◆ Texte choisi:

Conscrit  X, 1970  »


Le malheureux X dût subir successivement les interrogatoires de la police, d’un juge d’instruction et d’un psychiatre. Il fut reconnu « coupable d’insoumission intentionnelle », mais on admit qu’il n’était « pas punissable », parce qu’il avait agi pour des motifs «liés à son état psychique », car  il « était atteint d’une maladie mentale de nature à faire admettre que sa faculté d’apprécier le caractère illicite de ses actes ou de se déterminer d’après cette appréciation faisait totalement défaut ». En outre, X était reconnu inapte au service militaire. Mais sa victoire était incomplète, des frais astronomiques ayant été mis à sa charge. X fit donc recours :

« Le 12. 9. 90, j’ai accusé réception de votre ordonnance de condamnation du 7. 9. 90. J’y ai appris que j’étais coupable d’insoumission intentionnelle au sens de l’art. 81 ch. 1 al. 2 CPM. Je reconnais que je suis coupable pour les motifs suivants :
-Le délai d’opposition ne m’a point laissé le temps de prendre connaissance de l’art. 81 ch. 1 al. 2 CPM. Ce qui n’est pas grave, puisque je n’aurais sans doute rien pigé au dit article. Je n’ai point consulté de professionnel de la justice, car j’étais fort effrayé que mes maigres avoirs ne fussent engloutis dans les abîmes des honoraires avocatiers.

◆ Questions à traiter:
a – Pour chaque affirmation, dites si elle s’accorde avec le texte sur le conscrit X, en répondant oui ou non et en citant les mots du texte qui tranchent : (i) X a été reconnu inapte au service militaire ; (ii) X a consulté un avocat avant de faire recours ; (iii) les frais mis à la charge de X étaient modestes.
b – D’après le texte sur le conscrit X, à quelle date X a-t-il accusé réception de l’ordonnance de condamnation ?
c – Écrivez la suite du texte sur le conscrit X, juste après sa dernière phrase.
Les données qui viennent ensuite forment un contenu à part, sans lien avec le texte sur le conscrit X.

◆ Données fournies:
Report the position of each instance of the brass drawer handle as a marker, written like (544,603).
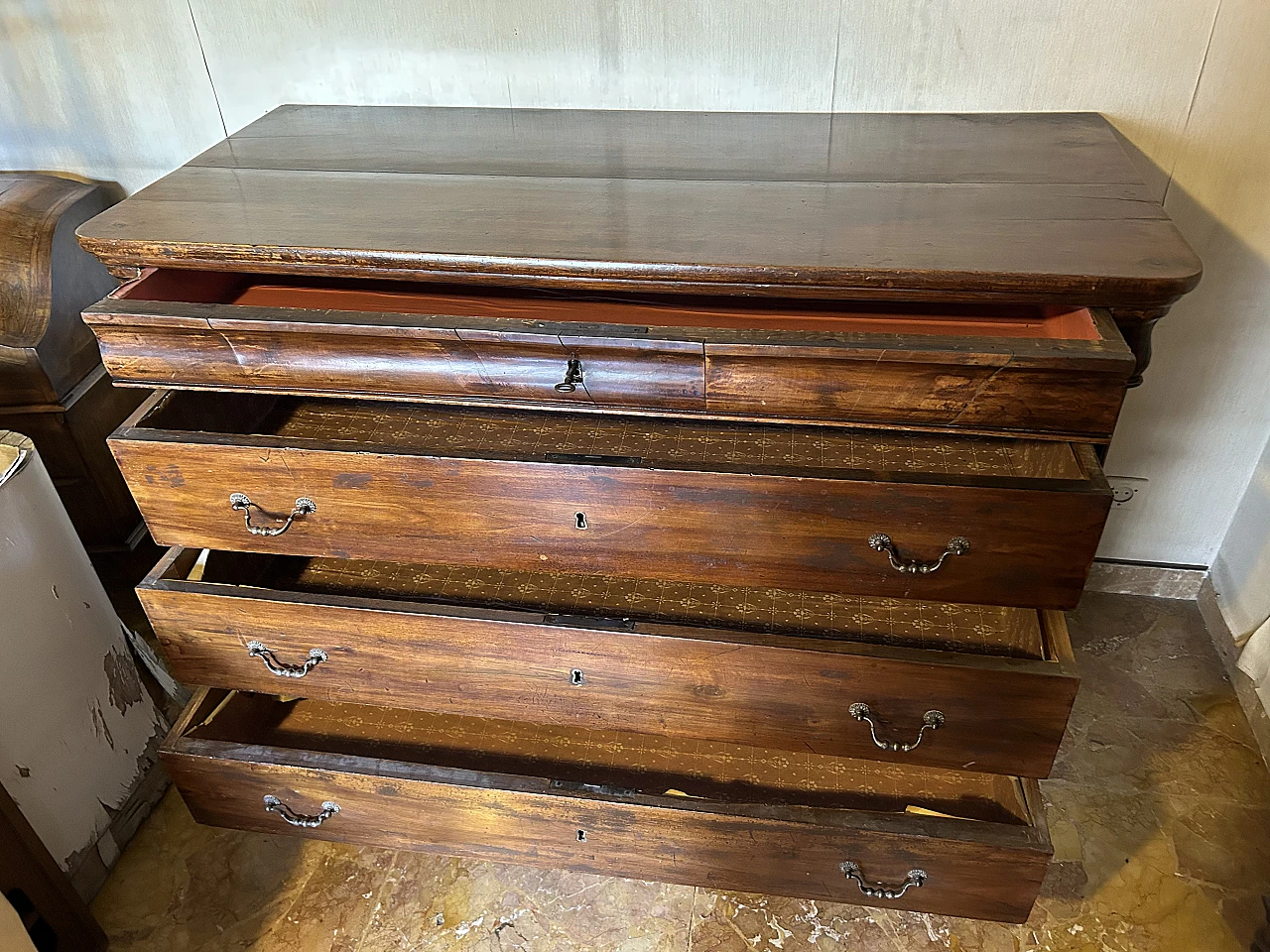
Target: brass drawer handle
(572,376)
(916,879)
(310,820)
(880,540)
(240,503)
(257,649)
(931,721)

---

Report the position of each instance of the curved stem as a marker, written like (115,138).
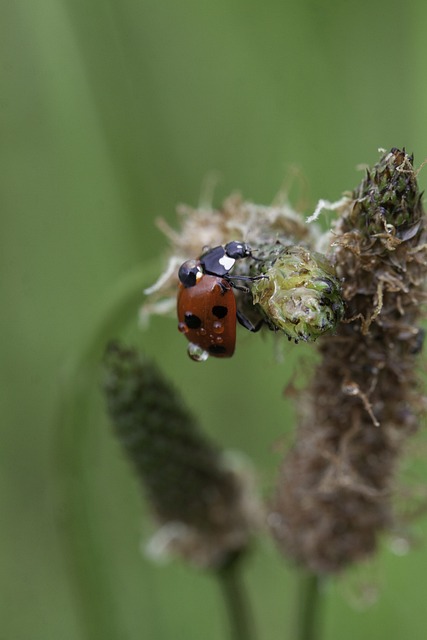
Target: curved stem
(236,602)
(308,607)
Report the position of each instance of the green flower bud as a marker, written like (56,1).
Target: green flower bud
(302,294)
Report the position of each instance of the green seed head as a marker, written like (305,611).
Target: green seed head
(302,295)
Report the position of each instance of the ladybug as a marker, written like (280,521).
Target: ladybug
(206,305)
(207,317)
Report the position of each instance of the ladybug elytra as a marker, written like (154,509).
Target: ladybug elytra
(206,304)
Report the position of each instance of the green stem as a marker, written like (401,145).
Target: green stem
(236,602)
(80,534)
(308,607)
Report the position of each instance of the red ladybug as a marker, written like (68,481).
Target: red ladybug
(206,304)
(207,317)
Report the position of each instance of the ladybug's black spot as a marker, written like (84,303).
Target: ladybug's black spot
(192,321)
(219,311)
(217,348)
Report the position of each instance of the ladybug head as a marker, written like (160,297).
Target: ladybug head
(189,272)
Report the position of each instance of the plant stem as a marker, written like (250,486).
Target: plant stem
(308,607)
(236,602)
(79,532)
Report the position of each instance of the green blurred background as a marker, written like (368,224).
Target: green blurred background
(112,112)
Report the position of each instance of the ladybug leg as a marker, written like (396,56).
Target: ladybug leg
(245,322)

--

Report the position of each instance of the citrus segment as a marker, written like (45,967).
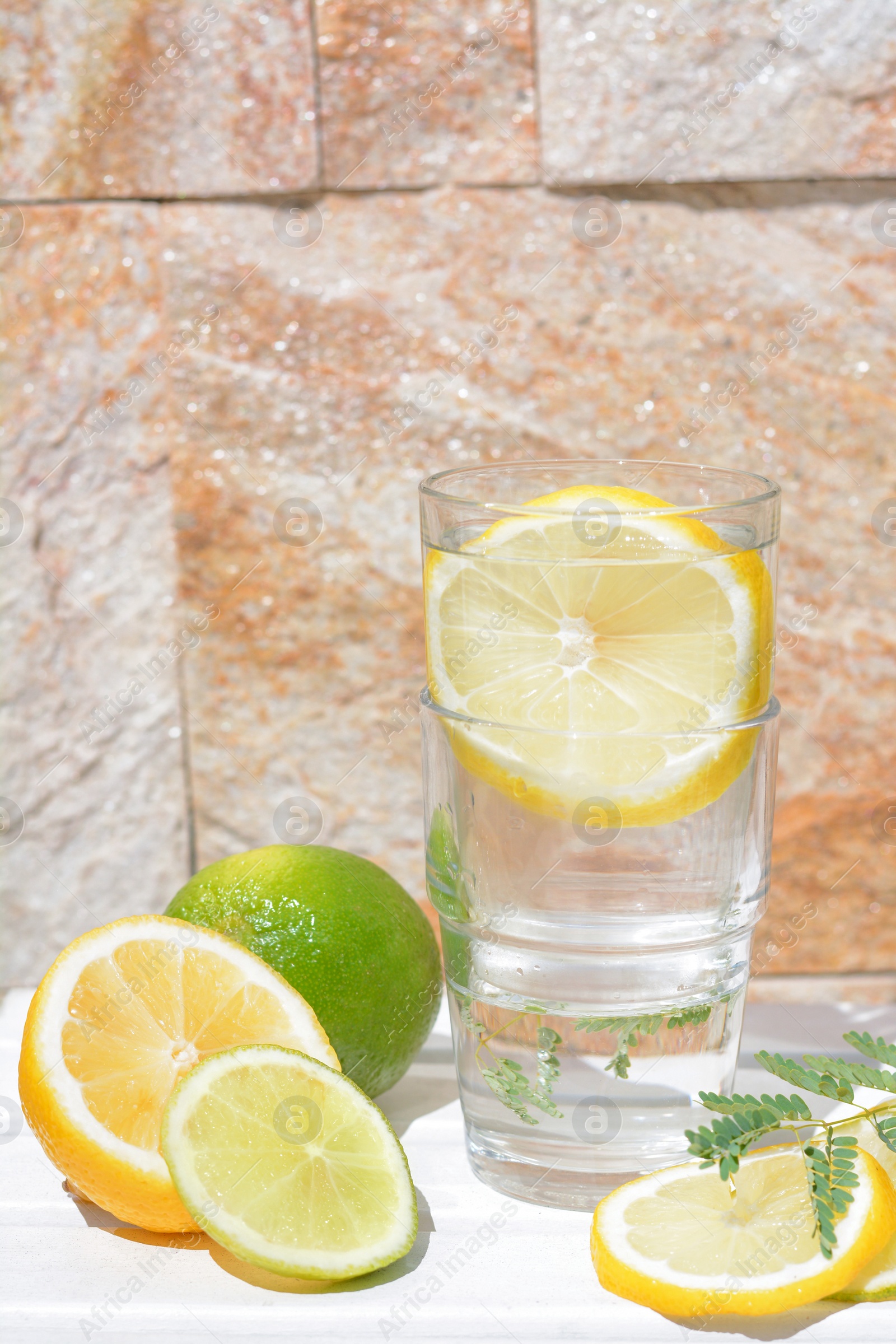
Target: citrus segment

◆ Réponses proposées:
a –
(i) Oui : « En outre, X était reconnu inapte au service militaire. »
(ii) Non : « Je n’ai point consulté de professionnel de la justice »
(iii) Non : « des frais astronomiques ayant été mis à sa charge »

b – Le 12. 9. 90.

c –
-Lorsque j’ai omis de me réveiller au matin du 3. 10. 89, je dormais. Je ne me souviens, en toute logique, d’absolument rien. Je ne peux donc pas savoir si mon acte de non-réveil était intentionnel ou pas. Par contre vous semblez le savoir par je ne sais quelle savante intuition. Je ne puis donc que m’incliner devant votre science, acquise au prix de si longues années d’études.
-Si je ne reconnaissais pas ma culpabilité, la seule chose que j’obtiendrais serait sans doute des frais supplémentaires.
L’ordonnance de condamnation susmentionnée m’a également informé, ce qui est fort gentil de sa part, que les frais de la cause étaient à ma charge en vertu du sacro-saint psaume 151 PPM. Je ne puis qu’applaudir des pieds et des mains à cette nouvelle, pour les raisons mêmes qui me poussent à revendiquer haut et fort que je suis totalement coupable d’insoumission intentionnelle au sens du verset 81 ch. 1 al. 2 CPM.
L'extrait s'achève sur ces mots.